In the data below, copy every line verbatim, from the line containing "out the workshop" through the line containing "[680, 0, 722, 393]", both included.
___ INPUT DATA
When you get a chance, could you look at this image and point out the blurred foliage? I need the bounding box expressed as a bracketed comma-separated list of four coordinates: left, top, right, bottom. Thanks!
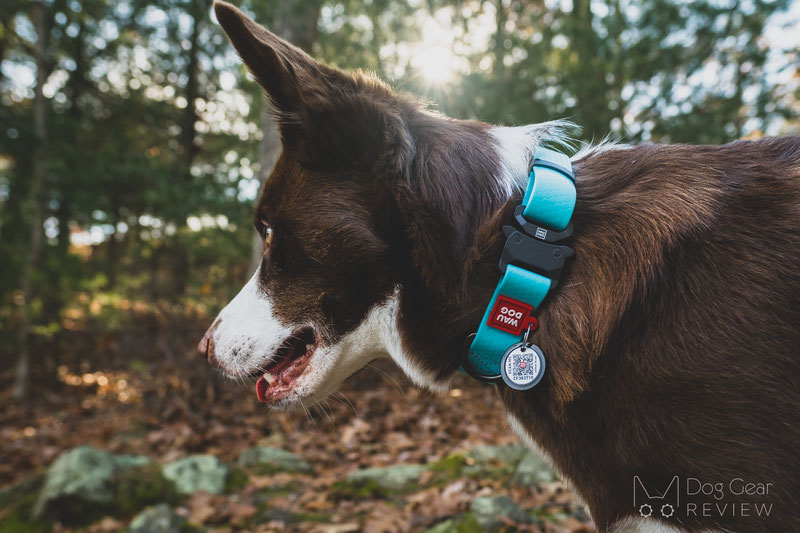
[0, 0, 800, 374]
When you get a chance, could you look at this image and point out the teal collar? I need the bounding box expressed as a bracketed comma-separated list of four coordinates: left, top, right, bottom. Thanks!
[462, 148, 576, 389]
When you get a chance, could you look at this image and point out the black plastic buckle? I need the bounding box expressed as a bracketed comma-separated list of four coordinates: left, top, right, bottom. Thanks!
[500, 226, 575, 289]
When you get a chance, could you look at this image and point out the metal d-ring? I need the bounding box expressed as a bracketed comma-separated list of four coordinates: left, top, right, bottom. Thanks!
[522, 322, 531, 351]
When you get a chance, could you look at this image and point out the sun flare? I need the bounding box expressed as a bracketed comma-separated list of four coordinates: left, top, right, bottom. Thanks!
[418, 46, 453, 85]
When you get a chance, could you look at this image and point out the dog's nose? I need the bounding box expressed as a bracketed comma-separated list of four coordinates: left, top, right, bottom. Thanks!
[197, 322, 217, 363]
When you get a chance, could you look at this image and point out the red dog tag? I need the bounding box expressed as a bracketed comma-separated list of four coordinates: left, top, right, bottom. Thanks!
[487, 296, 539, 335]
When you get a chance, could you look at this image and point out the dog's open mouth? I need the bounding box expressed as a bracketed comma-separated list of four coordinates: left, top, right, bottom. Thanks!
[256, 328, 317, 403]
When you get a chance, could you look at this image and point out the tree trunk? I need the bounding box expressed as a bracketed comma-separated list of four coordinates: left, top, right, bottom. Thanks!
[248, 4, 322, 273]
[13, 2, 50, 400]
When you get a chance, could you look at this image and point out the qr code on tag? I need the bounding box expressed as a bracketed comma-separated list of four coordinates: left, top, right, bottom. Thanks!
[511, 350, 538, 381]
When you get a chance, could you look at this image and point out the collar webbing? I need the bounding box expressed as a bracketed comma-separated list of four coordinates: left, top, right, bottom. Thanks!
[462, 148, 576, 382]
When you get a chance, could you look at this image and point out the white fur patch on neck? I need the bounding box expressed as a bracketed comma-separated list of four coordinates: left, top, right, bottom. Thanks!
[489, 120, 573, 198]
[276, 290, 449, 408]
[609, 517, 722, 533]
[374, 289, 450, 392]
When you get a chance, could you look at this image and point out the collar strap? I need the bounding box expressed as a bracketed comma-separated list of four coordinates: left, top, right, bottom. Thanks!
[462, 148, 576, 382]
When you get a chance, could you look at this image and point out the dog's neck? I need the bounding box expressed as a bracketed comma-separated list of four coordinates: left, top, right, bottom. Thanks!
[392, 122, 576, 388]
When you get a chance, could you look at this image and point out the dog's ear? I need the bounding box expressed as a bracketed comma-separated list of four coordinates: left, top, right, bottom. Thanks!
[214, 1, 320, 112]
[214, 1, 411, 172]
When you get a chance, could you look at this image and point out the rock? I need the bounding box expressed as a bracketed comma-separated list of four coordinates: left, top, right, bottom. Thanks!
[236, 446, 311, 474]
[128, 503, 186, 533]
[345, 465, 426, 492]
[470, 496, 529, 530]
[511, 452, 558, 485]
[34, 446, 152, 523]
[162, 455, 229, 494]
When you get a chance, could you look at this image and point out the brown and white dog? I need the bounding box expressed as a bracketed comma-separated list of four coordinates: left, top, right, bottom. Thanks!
______
___ INPUT DATA
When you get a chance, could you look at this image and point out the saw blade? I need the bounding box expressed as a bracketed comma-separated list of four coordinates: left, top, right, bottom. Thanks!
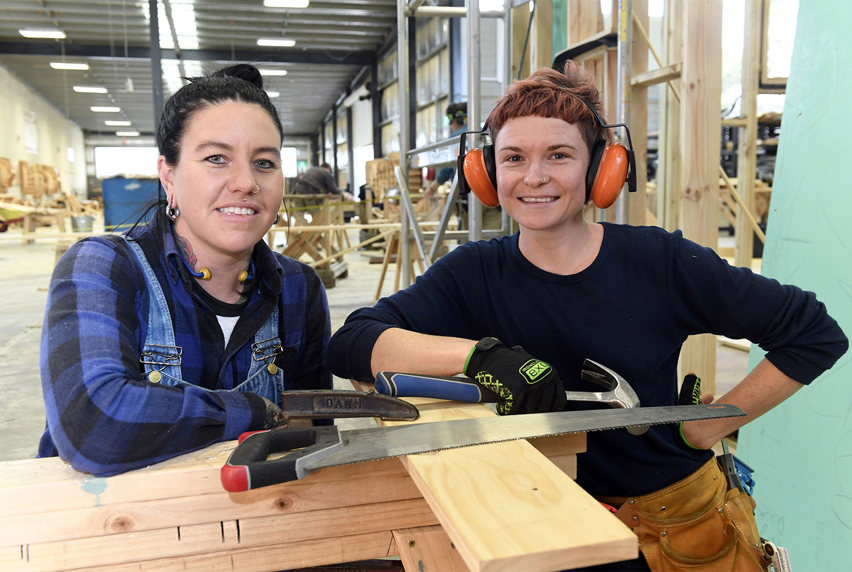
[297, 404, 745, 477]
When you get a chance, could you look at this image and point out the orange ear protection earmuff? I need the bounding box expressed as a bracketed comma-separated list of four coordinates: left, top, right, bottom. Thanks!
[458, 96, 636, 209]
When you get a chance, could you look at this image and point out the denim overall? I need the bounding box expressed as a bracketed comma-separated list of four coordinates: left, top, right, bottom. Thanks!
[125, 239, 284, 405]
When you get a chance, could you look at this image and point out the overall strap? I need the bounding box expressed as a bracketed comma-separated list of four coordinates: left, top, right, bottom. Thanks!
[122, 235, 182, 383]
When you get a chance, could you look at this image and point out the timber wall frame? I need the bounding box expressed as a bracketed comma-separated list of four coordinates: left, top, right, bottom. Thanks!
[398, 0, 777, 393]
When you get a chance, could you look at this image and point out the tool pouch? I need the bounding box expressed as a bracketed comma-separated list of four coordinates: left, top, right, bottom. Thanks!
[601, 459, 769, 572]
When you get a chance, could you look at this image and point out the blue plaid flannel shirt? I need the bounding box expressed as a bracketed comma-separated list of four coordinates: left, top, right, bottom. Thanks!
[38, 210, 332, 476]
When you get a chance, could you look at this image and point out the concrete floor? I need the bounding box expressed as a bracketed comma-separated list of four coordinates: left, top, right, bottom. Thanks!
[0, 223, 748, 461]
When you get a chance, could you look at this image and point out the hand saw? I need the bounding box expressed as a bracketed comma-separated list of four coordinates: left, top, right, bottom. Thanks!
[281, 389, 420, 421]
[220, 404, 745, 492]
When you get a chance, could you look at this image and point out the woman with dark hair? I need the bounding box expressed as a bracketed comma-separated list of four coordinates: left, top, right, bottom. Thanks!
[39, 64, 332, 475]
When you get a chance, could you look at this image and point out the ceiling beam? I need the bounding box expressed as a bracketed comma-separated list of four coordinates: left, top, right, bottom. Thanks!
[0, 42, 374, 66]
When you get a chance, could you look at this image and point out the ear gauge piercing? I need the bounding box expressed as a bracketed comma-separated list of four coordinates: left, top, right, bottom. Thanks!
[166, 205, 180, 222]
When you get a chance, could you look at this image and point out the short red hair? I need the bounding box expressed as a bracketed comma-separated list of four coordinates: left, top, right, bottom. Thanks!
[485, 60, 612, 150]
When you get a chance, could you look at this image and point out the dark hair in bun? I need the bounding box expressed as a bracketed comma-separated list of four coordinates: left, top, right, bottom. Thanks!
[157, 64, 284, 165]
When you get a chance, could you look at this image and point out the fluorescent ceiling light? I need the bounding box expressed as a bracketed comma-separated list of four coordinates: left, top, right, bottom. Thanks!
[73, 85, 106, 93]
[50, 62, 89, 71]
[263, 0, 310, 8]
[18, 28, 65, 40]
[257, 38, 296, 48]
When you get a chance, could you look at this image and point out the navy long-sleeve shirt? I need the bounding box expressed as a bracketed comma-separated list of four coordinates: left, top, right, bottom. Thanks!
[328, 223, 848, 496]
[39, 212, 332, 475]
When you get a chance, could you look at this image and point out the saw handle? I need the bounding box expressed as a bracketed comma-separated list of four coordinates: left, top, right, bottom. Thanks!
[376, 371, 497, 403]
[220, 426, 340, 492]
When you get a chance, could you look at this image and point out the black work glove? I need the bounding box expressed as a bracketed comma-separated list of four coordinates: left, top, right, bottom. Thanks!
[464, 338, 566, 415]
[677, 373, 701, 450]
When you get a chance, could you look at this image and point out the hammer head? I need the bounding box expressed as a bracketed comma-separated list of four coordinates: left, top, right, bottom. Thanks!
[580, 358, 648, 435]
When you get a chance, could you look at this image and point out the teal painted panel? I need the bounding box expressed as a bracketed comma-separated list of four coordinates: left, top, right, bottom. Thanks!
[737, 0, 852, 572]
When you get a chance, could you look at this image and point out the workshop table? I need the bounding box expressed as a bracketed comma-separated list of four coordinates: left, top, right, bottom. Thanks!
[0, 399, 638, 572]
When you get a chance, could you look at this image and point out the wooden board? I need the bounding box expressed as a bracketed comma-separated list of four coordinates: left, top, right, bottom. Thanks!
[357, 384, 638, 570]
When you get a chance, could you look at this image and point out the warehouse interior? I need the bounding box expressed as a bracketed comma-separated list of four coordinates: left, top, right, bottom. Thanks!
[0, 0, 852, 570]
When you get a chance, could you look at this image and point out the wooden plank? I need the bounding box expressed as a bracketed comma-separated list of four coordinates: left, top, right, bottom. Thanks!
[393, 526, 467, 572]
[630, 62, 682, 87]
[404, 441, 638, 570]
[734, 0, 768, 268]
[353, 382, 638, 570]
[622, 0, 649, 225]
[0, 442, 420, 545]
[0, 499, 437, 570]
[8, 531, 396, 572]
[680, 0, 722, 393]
______
### [TASK ANSWER]
When you get a chance, could you look at this image and point out the workshop table? I need the bounding box expressed as a bracketed comma-separated list of four coordinates: left, top, right, bottom. Thanks!
[0, 399, 638, 572]
When you get a chance, could you look at this image and point out the wooden board? I need the bounding box expressed as a bracketed comma-separated list of four coordinates: left, top, right, bottom. Thanks!
[357, 384, 638, 570]
When you get a chance, could you look at this image and point out the warehouse interior? I need the bounding box expressed as a bracketed comma-separated list of four coordinates: left, top, right, bottom. Thanks!
[0, 0, 852, 570]
When you get a chance, could you look at this image and point out the wooden plank? I need the bounding box expressed as a bracketed comma-separated list of four coordinates: left, top, right, bottom. Thanks!
[393, 526, 467, 572]
[630, 62, 682, 87]
[404, 441, 638, 570]
[734, 0, 768, 268]
[353, 382, 638, 570]
[622, 0, 649, 225]
[0, 442, 420, 545]
[0, 499, 437, 570]
[8, 531, 396, 572]
[680, 0, 722, 393]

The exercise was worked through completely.